Listing:
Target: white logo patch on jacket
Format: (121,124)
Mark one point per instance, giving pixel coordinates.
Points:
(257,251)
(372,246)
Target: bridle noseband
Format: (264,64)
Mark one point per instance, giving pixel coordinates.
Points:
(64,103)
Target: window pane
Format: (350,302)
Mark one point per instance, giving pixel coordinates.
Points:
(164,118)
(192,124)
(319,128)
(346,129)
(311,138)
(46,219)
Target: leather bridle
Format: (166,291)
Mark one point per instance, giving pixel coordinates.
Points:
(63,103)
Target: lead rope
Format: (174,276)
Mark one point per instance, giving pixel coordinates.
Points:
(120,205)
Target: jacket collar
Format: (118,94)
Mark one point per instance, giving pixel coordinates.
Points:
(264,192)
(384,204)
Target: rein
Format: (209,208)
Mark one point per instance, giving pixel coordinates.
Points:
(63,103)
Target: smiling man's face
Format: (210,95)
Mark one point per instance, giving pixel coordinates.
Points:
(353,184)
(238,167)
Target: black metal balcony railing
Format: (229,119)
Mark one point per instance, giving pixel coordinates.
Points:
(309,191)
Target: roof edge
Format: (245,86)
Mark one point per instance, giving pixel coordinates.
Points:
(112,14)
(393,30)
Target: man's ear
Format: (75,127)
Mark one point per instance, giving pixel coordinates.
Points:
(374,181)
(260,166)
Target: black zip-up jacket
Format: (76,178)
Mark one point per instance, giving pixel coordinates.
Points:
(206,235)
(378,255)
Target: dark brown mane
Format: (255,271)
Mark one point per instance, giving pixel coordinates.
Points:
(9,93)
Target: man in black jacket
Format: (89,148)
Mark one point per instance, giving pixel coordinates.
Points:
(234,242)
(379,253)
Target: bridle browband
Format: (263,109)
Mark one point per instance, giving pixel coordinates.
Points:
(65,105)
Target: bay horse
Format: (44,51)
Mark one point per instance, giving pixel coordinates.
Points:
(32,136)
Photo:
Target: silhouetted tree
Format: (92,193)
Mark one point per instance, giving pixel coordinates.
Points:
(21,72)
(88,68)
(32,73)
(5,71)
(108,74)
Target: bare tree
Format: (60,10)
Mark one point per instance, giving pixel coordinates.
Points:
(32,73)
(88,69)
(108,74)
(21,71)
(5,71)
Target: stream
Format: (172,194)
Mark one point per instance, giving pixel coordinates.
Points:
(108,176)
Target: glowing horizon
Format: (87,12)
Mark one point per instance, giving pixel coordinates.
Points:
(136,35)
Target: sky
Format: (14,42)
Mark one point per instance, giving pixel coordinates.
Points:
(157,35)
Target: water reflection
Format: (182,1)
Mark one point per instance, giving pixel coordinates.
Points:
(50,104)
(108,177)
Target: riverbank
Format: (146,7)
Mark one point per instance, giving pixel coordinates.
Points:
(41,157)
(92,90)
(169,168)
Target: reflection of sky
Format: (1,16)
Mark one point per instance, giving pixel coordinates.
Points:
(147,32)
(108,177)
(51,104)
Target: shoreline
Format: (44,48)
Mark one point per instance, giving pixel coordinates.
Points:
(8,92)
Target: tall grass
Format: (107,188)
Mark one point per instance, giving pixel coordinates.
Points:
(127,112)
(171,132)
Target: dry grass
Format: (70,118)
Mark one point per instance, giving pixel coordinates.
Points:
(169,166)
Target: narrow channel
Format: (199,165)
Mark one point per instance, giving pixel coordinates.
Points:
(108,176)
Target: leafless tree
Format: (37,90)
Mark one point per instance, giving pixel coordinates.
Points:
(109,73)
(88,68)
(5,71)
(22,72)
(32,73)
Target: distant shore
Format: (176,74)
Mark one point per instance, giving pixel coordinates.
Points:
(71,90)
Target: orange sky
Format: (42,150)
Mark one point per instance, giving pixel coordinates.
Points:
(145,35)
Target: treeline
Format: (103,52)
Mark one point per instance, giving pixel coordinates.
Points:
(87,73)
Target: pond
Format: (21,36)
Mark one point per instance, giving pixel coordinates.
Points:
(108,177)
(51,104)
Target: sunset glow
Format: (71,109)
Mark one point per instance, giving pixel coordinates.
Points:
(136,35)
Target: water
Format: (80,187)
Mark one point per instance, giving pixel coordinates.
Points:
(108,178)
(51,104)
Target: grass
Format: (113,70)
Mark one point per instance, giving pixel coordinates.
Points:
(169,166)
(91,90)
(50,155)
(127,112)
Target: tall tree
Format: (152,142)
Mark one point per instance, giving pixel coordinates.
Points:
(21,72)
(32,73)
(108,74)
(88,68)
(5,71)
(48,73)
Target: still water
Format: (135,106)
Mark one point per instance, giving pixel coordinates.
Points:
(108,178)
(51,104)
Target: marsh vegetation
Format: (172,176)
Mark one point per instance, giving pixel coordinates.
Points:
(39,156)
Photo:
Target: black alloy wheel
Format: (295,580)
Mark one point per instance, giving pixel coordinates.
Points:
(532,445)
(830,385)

What is asked:
Recast all of the lines above as a Markdown table with two columns, "Row" for the row number and "Line" for the text of each line, omitting any blank lines.

Task output:
| Row | Line |
|---|---|
| 1 | Target: white logo patch on jacket |
| 2 | Format: (121,124) |
| 3 | Mark one point per instance, giving pixel coordinates. |
| 4 | Points: |
| 5 | (257,251) |
| 6 | (372,246) |
| 7 | Target: bridle noseband |
| 8 | Format: (264,64) |
| 9 | Mark one point per instance, giving pixel coordinates. |
| 10 | Points: |
| 11 | (64,103) |
| 12 | Target: window pane |
| 13 | Format: (350,302) |
| 14 | Mark one point per instance, giving pixel coordinates. |
| 15 | Points: |
| 16 | (164,118) |
| 17 | (192,124) |
| 18 | (319,128) |
| 19 | (346,129) |
| 20 | (311,138) |
| 21 | (46,219) |
| 22 | Target: leather bridle |
| 23 | Format: (166,291) |
| 24 | Mark one point per instance, giving pixel coordinates. |
| 25 | Points: |
| 26 | (63,103) |
| 27 | Target: lead rope |
| 28 | Format: (174,276) |
| 29 | Mark one point per instance, giving pixel coordinates. |
| 30 | Points: |
| 31 | (120,205) |
| 32 | Target: jacket collar |
| 33 | Format: (118,94) |
| 34 | Mark one point per instance, giving pixel coordinates. |
| 35 | Points: |
| 36 | (264,192) |
| 37 | (384,204) |
| 38 | Target: rein |
| 39 | Format: (209,208) |
| 40 | Mark one point per instance, giving pixel coordinates. |
| 41 | Points: |
| 42 | (63,103) |
| 43 | Target: smiling man's face |
| 44 | Format: (210,95) |
| 45 | Mark one point per instance, giving pixel coordinates. |
| 46 | Points: |
| 47 | (353,184) |
| 48 | (238,167) |
| 49 | Target: black metal balcony railing |
| 50 | Format: (229,119) |
| 51 | Mark one point per instance, giving pixel coordinates. |
| 52 | Points: |
| 53 | (309,191) |
| 54 | Target: roof edge |
| 55 | Format: (245,86) |
| 56 | Mark one point per instance, giving pixel coordinates. |
| 57 | Points: |
| 58 | (112,14) |
| 59 | (393,30) |
| 60 | Target: man's ear |
| 61 | Format: (75,127) |
| 62 | Mark one point per instance, giving pixel coordinates. |
| 63 | Points: |
| 64 | (374,181) |
| 65 | (260,166) |
| 66 | Target: black zip-up jacket |
| 67 | Format: (76,178) |
| 68 | Mark one point per instance, giving pixel coordinates. |
| 69 | Points: |
| 70 | (206,235) |
| 71 | (378,255) |
| 72 | Target: dark brown mane |
| 73 | Format: (255,271) |
| 74 | Mark one point per instance, giving pixel coordinates. |
| 75 | Points: |
| 76 | (9,93) |
| 77 | Target: man in black jacket |
| 78 | Format: (89,148) |
| 79 | Mark one point per instance, giving pixel coordinates. |
| 80 | Points: |
| 81 | (234,242) |
| 82 | (379,253) |
| 83 | Target: bridle browband |
| 84 | Format: (263,109) |
| 85 | Mark one point per instance, giving pixel coordinates. |
| 86 | Points: |
| 87 | (65,105) |
| 88 | Target: bay horse |
| 89 | Format: (44,51) |
| 90 | Mark one point per instance, giving pixel coordinates. |
| 91 | Points: |
| 92 | (32,136) |
| 93 | Photo: |
| 94 | Target: silhouetted tree |
| 95 | Format: (92,193) |
| 96 | Mark one point per instance, giving pixel coordinates. |
| 97 | Points: |
| 98 | (21,72) |
| 99 | (88,68) |
| 100 | (32,73) |
| 101 | (5,71) |
| 102 | (108,74) |
| 103 | Target: bare tree |
| 104 | Format: (60,10) |
| 105 | Mark one point per instance, giving pixel coordinates. |
| 106 | Points: |
| 107 | (32,73) |
| 108 | (88,69) |
| 109 | (108,74) |
| 110 | (21,71) |
| 111 | (5,71) |
| 112 | Target: stream |
| 113 | Format: (172,194) |
| 114 | Mark one point per instance, giving pixel coordinates. |
| 115 | Points: |
| 116 | (108,176) |
| 117 | Target: glowing horizon |
| 118 | Format: (87,12) |
| 119 | Mark one point per instance, giving pixel coordinates. |
| 120 | Points: |
| 121 | (136,35) |
| 122 | Target: sky |
| 123 | Format: (14,42) |
| 124 | Mark one point per instance, giving pixel coordinates. |
| 125 | Points: |
| 126 | (157,35) |
| 127 | Target: water reflection |
| 128 | Format: (182,1) |
| 129 | Mark one point per instance, giving pixel coordinates. |
| 130 | Points: |
| 131 | (50,104) |
| 132 | (108,177) |
| 133 | Target: riverbank |
| 134 | Format: (146,7) |
| 135 | Mark one point per instance, giving pixel coordinates. |
| 136 | Points: |
| 137 | (41,157) |
| 138 | (92,90) |
| 139 | (169,168) |
| 140 | Target: reflection of sky |
| 141 | Format: (1,16) |
| 142 | Mark one point per instance, giving pixel coordinates. |
| 143 | Points: |
| 144 | (147,32) |
| 145 | (108,177) |
| 146 | (51,104) |
| 147 | Target: shoreline |
| 148 | Format: (44,48) |
| 149 | Mark one point per instance, giving pixel coordinates. |
| 150 | Points: |
| 151 | (8,92) |
| 152 | Target: tall grass |
| 153 | Format: (107,188) |
| 154 | Mark one point per instance, giving pixel coordinates. |
| 155 | Points: |
| 156 | (127,112) |
| 157 | (171,132) |
| 158 | Target: dry grass |
| 159 | Format: (70,118) |
| 160 | Mark one point per instance, giving pixel coordinates. |
| 161 | Points: |
| 162 | (169,166) |
| 163 | Target: narrow channel |
| 164 | Format: (199,165) |
| 165 | Mark one point per instance, giving pixel coordinates. |
| 166 | Points: |
| 167 | (108,176) |
| 168 | Target: leafless tree |
| 169 | Format: (37,90) |
| 170 | Mark one point per instance, giving pixel coordinates. |
| 171 | Points: |
| 172 | (109,73) |
| 173 | (88,68) |
| 174 | (5,71) |
| 175 | (22,72) |
| 176 | (32,73) |
| 177 | Target: distant shore |
| 178 | Format: (176,74) |
| 179 | Mark one point per instance, giving pixel coordinates. |
| 180 | Points: |
| 181 | (71,90) |
| 182 | Target: orange sky |
| 183 | Format: (42,150) |
| 184 | Mark one point per instance, giving pixel coordinates. |
| 185 | Points: |
| 186 | (145,35) |
| 187 | Target: treeline |
| 188 | Format: (103,52) |
| 189 | Mark one point per instance, giving pixel coordinates. |
| 190 | Points: |
| 191 | (87,73) |
| 192 | Target: pond |
| 193 | Format: (21,36) |
| 194 | Mark one point per instance, giving pixel coordinates. |
| 195 | Points: |
| 196 | (108,177) |
| 197 | (51,104) |
| 198 | Target: sunset glow |
| 199 | Format: (71,109) |
| 200 | Mark one point per instance, giving pixel coordinates. |
| 201 | Points: |
| 202 | (136,35) |
| 203 | Target: water |
| 204 | Format: (80,187) |
| 205 | Mark one point per instance, giving pixel coordinates. |
| 206 | Points: |
| 207 | (108,178) |
| 208 | (51,104) |
| 209 | Target: grass |
| 210 | Format: (113,70) |
| 211 | Mark one point per instance, giving pixel coordinates. |
| 212 | Points: |
| 213 | (169,166) |
| 214 | (91,90) |
| 215 | (50,155) |
| 216 | (127,112) |
| 217 | Target: tall tree |
| 218 | Format: (152,142) |
| 219 | Mark one point per instance, giving pixel coordinates. |
| 220 | Points: |
| 221 | (21,72) |
| 222 | (32,73) |
| 223 | (108,74) |
| 224 | (88,68) |
| 225 | (5,71) |
| 226 | (48,73) |
| 227 | Target: still water |
| 228 | Format: (135,106) |
| 229 | Mark one point per instance, giving pixel coordinates. |
| 230 | Points: |
| 231 | (108,178) |
| 232 | (51,104) |
| 233 | Target: marsh vegetation |
| 234 | Format: (172,176) |
| 235 | Mark one point per instance, giving pixel coordinates. |
| 236 | Points: |
| 237 | (39,156) |
| 238 | Photo: |
| 239 | Target: black alloy wheel |
| 240 | Format: (295,580) |
| 241 | Mark one point per instance, giving pixel coordinates. |
| 242 | Points: |
| 243 | (532,445) |
| 244 | (830,385) |